**Your goal:** Render the data from the line containing "What part of this image shows the sandy" up to and including the line containing "top-left (116, 173), bottom-right (138, 180)" as a JSON list of strings, with one string per line and blank lines omitted.

**Excerpted data:**

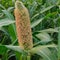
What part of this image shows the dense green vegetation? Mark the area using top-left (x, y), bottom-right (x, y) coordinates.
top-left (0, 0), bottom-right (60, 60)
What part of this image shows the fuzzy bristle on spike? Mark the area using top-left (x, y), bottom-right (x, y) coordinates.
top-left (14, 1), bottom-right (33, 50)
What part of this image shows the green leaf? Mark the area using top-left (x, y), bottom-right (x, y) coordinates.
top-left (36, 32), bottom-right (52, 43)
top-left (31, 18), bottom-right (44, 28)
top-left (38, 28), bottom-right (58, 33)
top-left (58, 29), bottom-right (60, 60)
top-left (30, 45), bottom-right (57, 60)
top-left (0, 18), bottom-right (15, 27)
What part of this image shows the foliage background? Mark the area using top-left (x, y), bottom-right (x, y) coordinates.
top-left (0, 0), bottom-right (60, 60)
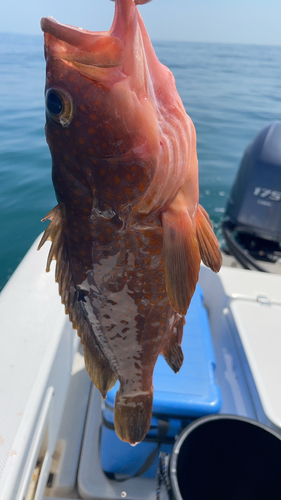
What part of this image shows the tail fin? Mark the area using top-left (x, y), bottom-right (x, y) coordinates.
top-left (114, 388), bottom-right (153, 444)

==

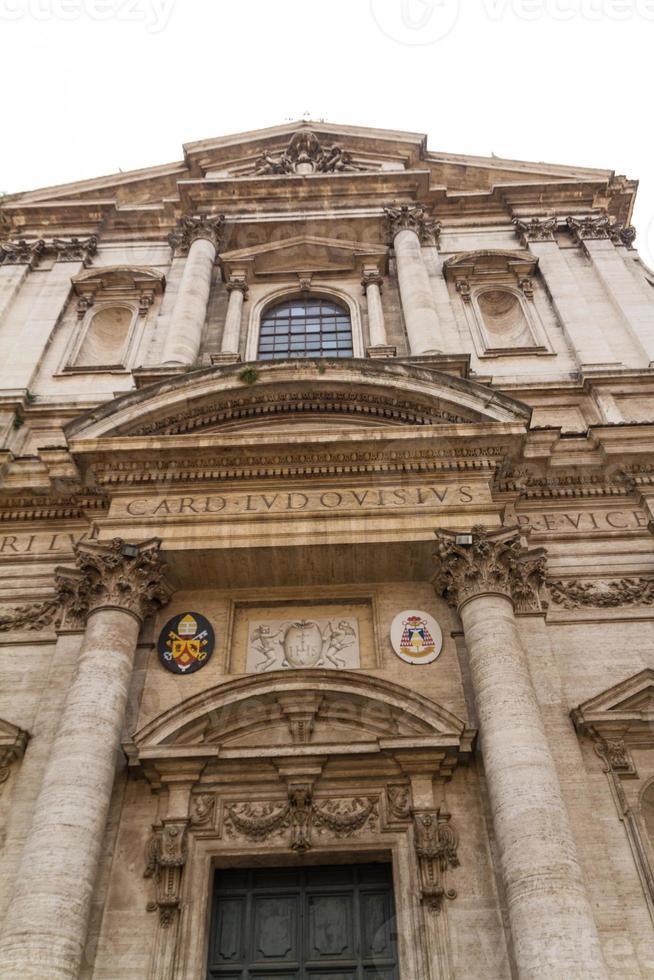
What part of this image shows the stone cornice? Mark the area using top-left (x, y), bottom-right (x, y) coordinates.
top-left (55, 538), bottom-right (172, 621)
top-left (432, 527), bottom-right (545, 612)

==

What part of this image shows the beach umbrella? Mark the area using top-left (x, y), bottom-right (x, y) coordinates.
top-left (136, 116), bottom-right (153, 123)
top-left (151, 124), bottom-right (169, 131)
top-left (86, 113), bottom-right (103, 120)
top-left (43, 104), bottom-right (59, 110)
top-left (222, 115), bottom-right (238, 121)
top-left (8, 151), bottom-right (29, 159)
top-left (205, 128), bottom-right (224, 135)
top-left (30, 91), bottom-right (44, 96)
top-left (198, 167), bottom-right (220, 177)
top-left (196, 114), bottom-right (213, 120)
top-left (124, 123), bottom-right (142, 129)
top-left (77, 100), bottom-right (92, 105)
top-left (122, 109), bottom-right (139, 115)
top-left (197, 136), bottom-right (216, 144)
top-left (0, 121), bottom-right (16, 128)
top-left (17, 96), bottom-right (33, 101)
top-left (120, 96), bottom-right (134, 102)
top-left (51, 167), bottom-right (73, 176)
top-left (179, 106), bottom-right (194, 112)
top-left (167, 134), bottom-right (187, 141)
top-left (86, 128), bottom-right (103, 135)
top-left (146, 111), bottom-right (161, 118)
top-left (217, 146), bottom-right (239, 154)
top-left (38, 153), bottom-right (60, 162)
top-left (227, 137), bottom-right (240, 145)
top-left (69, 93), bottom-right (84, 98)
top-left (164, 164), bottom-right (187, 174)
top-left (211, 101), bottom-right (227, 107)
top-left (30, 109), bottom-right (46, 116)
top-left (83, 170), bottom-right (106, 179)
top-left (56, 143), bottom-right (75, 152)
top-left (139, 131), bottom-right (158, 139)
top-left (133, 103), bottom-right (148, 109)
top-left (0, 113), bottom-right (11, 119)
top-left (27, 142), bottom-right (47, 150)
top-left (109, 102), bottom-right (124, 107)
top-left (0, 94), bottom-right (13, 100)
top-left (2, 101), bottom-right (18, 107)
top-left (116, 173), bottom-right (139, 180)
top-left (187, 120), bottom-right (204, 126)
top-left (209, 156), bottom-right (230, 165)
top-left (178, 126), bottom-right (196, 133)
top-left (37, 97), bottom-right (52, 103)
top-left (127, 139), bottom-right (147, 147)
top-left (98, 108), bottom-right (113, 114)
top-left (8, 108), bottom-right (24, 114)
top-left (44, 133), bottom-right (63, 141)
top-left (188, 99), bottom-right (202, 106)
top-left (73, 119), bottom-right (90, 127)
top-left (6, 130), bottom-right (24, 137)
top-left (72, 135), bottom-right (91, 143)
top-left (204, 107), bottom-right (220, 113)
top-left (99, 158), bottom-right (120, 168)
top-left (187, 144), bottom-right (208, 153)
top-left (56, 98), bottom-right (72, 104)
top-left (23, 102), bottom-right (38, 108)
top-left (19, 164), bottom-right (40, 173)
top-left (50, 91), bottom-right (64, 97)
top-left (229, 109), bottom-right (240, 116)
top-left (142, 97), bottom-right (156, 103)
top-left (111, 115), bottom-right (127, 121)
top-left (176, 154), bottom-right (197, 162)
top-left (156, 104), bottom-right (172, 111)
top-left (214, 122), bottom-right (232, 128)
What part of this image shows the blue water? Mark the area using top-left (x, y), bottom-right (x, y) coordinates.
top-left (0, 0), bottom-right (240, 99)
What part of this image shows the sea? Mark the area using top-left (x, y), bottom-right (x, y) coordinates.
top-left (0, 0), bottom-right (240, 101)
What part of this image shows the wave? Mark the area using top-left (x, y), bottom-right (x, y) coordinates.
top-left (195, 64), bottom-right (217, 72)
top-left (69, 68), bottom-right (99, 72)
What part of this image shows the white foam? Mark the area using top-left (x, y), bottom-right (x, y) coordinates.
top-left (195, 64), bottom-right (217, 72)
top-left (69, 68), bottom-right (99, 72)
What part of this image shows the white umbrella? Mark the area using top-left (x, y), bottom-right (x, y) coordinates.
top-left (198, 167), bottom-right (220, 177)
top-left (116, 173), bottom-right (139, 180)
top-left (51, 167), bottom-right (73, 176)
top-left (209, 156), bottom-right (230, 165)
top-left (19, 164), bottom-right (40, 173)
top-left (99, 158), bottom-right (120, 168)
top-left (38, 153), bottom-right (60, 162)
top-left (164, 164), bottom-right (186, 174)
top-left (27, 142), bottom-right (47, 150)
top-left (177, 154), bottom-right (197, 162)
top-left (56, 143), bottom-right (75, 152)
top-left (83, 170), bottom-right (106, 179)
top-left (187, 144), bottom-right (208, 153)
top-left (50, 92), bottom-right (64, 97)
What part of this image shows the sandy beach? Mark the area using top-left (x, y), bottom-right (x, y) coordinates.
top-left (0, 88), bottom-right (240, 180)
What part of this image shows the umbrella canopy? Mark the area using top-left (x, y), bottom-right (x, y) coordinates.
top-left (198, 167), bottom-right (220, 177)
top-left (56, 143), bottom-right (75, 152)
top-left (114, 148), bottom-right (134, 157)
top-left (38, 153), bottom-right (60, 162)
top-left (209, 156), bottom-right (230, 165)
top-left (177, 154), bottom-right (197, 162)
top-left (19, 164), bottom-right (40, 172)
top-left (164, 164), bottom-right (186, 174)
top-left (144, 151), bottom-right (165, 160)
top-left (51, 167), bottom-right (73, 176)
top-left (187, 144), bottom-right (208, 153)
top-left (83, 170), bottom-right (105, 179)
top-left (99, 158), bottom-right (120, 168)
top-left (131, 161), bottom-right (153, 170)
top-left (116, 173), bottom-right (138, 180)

**Exercise output:**
[
  "What part of this image shows the sandy beach? Mark the area using top-left (x, y), bottom-right (x, y) coordinates.",
  "top-left (0, 88), bottom-right (240, 180)",
  "What part of this image shows the umbrella canopy? Mark the area using top-left (x, y), bottom-right (x, y) coordinates.",
  "top-left (198, 167), bottom-right (220, 177)",
  "top-left (56, 143), bottom-right (75, 152)",
  "top-left (114, 148), bottom-right (134, 157)",
  "top-left (38, 153), bottom-right (60, 162)",
  "top-left (209, 156), bottom-right (230, 165)",
  "top-left (177, 154), bottom-right (197, 162)",
  "top-left (19, 164), bottom-right (40, 172)",
  "top-left (164, 164), bottom-right (186, 174)",
  "top-left (144, 151), bottom-right (165, 160)",
  "top-left (51, 167), bottom-right (73, 176)",
  "top-left (187, 144), bottom-right (208, 153)",
  "top-left (83, 170), bottom-right (105, 179)",
  "top-left (99, 158), bottom-right (120, 168)",
  "top-left (131, 161), bottom-right (153, 170)",
  "top-left (116, 173), bottom-right (138, 180)"
]